Exercise inputs:
/---

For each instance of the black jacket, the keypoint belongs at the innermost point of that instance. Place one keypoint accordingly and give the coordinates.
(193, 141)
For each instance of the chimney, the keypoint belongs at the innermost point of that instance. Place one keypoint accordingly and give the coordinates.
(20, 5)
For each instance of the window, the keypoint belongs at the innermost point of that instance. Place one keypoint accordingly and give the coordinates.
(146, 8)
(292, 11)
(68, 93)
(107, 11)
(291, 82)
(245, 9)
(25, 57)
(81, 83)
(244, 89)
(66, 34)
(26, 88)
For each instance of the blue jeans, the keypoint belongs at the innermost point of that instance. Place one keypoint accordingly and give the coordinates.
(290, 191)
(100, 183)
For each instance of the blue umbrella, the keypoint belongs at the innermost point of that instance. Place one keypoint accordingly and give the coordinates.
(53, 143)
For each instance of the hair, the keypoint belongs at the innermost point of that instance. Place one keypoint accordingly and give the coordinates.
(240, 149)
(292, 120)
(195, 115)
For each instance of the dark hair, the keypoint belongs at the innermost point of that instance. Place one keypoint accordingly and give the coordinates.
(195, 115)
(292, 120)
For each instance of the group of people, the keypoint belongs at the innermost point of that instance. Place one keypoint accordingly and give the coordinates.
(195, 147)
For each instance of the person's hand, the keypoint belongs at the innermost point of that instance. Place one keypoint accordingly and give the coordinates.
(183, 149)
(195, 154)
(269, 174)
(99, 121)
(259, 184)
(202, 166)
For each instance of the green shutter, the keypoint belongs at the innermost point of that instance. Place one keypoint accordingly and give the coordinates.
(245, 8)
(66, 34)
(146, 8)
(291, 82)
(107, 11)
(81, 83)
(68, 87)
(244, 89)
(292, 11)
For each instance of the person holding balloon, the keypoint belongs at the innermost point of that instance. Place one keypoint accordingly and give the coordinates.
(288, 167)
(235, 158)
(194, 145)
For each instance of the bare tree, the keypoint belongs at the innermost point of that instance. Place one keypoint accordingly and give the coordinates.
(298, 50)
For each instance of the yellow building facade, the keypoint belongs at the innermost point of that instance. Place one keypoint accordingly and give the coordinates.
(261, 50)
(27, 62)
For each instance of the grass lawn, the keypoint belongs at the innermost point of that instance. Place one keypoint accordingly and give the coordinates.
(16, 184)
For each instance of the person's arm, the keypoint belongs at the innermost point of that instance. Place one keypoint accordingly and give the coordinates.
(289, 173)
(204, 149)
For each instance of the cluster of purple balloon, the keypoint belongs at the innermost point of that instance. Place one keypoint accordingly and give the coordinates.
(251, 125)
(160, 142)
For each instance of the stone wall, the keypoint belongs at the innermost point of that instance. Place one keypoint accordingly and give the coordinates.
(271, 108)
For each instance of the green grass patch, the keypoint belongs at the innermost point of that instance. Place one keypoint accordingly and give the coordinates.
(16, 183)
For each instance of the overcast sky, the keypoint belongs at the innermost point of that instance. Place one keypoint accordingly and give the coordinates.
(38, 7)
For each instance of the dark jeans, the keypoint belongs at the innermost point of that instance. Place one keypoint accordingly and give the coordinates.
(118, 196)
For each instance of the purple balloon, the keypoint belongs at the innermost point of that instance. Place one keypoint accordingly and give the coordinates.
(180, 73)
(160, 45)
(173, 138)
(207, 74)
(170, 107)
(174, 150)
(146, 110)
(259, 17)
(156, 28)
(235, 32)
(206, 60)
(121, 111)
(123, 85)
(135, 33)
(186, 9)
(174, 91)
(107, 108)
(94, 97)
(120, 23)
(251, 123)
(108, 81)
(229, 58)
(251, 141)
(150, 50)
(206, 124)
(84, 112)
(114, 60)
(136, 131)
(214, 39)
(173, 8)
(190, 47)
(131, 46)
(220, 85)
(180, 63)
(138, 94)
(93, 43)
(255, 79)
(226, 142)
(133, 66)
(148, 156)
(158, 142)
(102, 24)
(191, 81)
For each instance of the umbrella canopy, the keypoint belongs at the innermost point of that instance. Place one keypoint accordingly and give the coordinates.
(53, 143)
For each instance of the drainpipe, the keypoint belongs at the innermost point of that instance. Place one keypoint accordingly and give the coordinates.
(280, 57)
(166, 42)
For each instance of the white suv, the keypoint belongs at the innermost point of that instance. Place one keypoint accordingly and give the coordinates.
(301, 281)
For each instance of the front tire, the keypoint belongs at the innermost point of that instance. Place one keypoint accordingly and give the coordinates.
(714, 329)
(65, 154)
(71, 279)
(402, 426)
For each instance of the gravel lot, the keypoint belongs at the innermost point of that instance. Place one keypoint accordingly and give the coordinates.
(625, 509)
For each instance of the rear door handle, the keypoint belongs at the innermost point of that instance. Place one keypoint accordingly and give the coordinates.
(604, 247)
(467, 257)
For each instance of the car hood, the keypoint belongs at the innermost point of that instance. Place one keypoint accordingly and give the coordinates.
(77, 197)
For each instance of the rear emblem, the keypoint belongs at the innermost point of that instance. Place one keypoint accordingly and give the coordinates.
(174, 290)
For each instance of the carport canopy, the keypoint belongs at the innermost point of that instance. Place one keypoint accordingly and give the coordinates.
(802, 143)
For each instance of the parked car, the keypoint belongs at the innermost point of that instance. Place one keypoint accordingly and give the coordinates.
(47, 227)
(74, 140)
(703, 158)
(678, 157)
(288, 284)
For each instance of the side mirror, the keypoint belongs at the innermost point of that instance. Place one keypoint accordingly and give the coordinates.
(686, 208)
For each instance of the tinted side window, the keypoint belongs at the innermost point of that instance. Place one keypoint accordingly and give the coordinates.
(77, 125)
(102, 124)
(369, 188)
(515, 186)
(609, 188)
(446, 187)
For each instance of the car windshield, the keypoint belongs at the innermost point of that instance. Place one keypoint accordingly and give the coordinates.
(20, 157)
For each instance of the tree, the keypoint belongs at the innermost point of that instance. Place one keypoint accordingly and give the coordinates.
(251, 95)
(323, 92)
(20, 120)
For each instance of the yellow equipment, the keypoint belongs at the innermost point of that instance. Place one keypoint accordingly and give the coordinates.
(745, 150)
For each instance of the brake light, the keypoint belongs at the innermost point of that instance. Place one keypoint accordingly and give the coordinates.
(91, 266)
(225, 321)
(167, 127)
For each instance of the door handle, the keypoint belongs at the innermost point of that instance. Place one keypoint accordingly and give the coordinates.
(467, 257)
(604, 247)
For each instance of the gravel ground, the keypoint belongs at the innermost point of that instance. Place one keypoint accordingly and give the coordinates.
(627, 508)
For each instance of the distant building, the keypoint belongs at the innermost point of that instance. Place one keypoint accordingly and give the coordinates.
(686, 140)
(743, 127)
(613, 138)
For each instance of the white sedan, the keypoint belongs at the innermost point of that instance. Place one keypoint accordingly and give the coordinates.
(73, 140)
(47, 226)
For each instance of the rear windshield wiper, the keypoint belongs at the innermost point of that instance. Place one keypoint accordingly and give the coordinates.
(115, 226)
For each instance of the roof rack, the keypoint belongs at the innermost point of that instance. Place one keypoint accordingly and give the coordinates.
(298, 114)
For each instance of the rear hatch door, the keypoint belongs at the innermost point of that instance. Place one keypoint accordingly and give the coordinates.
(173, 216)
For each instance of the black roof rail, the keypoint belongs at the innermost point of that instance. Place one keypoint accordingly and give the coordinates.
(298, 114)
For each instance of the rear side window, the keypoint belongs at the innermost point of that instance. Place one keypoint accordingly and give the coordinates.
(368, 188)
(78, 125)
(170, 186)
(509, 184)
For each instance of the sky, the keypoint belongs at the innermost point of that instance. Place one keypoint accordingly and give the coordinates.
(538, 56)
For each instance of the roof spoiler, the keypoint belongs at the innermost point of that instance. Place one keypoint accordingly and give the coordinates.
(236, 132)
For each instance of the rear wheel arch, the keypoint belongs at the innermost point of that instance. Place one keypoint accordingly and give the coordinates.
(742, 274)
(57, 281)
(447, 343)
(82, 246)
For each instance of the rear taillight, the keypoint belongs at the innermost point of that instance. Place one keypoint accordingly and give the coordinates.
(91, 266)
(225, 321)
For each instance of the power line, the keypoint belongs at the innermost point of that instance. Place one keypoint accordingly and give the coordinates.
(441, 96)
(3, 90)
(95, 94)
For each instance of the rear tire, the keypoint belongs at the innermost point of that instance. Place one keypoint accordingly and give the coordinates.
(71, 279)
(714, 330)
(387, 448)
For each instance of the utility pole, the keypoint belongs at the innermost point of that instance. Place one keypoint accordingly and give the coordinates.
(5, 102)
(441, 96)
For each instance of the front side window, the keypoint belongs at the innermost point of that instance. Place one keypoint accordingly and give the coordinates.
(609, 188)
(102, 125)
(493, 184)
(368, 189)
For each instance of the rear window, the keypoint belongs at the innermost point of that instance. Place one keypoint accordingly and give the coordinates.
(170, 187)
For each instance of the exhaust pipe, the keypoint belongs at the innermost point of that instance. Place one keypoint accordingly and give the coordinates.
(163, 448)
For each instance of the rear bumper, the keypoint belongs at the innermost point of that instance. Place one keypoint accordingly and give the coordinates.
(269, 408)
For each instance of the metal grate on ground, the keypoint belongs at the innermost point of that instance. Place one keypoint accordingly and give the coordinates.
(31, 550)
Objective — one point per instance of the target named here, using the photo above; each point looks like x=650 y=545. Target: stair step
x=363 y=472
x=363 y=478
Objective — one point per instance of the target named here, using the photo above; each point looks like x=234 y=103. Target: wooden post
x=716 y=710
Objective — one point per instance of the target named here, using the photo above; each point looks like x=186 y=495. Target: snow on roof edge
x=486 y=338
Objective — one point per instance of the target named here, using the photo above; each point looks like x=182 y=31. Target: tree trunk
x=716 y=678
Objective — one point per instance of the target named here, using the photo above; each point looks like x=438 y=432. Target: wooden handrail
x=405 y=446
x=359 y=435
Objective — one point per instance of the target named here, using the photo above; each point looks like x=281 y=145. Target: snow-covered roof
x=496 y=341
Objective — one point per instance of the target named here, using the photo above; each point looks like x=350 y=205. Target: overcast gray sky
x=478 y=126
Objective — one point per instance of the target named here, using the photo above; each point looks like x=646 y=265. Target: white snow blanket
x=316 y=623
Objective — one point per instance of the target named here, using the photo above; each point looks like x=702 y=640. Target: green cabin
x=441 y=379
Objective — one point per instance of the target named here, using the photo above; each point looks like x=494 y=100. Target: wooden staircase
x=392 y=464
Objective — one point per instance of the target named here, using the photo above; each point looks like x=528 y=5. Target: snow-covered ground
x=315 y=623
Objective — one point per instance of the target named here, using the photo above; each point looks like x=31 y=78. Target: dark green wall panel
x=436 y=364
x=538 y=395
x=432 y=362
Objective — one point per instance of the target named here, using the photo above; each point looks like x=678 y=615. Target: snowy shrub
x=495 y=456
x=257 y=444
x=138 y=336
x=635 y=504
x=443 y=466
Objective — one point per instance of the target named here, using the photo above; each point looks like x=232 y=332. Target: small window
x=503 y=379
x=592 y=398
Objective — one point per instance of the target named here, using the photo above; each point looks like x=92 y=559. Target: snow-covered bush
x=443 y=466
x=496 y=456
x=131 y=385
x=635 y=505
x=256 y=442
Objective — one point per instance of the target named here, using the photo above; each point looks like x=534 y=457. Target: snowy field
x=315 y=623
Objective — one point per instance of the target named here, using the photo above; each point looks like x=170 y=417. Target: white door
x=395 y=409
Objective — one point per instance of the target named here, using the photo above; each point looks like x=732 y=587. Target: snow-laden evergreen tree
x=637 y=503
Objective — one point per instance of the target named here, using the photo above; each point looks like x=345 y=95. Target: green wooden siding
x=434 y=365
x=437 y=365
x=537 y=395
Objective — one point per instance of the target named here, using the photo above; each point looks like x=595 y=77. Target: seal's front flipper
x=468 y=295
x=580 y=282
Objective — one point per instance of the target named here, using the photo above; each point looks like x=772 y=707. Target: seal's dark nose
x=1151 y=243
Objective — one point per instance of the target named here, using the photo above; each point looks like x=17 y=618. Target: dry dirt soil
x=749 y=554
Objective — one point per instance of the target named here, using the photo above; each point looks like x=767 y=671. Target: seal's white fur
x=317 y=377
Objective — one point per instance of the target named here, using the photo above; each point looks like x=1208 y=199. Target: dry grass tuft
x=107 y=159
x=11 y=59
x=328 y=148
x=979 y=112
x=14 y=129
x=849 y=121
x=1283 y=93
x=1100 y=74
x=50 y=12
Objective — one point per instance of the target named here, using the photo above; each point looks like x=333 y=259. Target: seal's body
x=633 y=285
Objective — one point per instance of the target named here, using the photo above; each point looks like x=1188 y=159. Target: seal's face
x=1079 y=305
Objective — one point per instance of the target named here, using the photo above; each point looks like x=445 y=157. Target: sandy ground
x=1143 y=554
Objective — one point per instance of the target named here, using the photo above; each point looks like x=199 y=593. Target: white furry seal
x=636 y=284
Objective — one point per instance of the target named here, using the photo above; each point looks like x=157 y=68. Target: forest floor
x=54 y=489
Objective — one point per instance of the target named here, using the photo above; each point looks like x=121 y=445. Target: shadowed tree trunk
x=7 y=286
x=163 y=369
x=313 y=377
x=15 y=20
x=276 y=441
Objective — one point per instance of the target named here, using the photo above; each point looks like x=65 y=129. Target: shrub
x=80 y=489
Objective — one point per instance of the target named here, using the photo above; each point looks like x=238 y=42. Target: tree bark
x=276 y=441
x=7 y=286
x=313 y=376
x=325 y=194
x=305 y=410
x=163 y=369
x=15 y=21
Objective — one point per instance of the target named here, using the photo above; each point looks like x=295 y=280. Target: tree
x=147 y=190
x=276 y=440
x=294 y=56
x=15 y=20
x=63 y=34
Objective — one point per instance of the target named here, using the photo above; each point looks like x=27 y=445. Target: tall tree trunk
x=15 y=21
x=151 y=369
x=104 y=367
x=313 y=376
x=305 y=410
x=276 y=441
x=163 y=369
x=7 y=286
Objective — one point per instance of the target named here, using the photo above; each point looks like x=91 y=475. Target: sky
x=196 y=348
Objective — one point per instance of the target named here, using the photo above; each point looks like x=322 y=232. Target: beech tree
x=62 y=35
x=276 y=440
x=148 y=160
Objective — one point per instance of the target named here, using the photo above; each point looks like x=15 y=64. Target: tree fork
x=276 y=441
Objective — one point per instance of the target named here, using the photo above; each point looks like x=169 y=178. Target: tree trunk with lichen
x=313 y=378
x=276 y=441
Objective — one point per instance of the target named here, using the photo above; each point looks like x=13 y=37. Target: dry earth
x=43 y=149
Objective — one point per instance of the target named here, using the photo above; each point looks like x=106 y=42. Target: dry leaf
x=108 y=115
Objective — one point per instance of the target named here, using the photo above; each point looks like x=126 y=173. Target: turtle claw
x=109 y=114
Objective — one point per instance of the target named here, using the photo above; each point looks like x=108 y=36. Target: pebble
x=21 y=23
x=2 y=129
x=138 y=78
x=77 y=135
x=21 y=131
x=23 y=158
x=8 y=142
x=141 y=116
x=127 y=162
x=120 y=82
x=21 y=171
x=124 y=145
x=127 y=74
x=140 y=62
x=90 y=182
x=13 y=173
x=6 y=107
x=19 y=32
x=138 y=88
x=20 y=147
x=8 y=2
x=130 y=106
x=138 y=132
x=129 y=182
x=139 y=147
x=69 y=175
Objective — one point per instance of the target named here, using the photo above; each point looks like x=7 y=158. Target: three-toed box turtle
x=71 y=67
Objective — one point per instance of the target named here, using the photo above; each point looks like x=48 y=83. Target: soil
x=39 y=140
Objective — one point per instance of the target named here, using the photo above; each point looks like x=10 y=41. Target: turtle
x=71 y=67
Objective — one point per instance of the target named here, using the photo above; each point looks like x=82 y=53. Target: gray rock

\---

Problem to work on:
With the line containing "y=41. Target: turtle" as the first and the final line of the entries above as the last, write out that span exactly and nothing more.

Response area:
Objective — one point per instance of the target named here, using the photo above; each point looks like x=10 y=41. Target: turtle
x=71 y=67
Objective — one point per instance of the target named here, using the photo above; each point looks like x=82 y=53. Target: gray rock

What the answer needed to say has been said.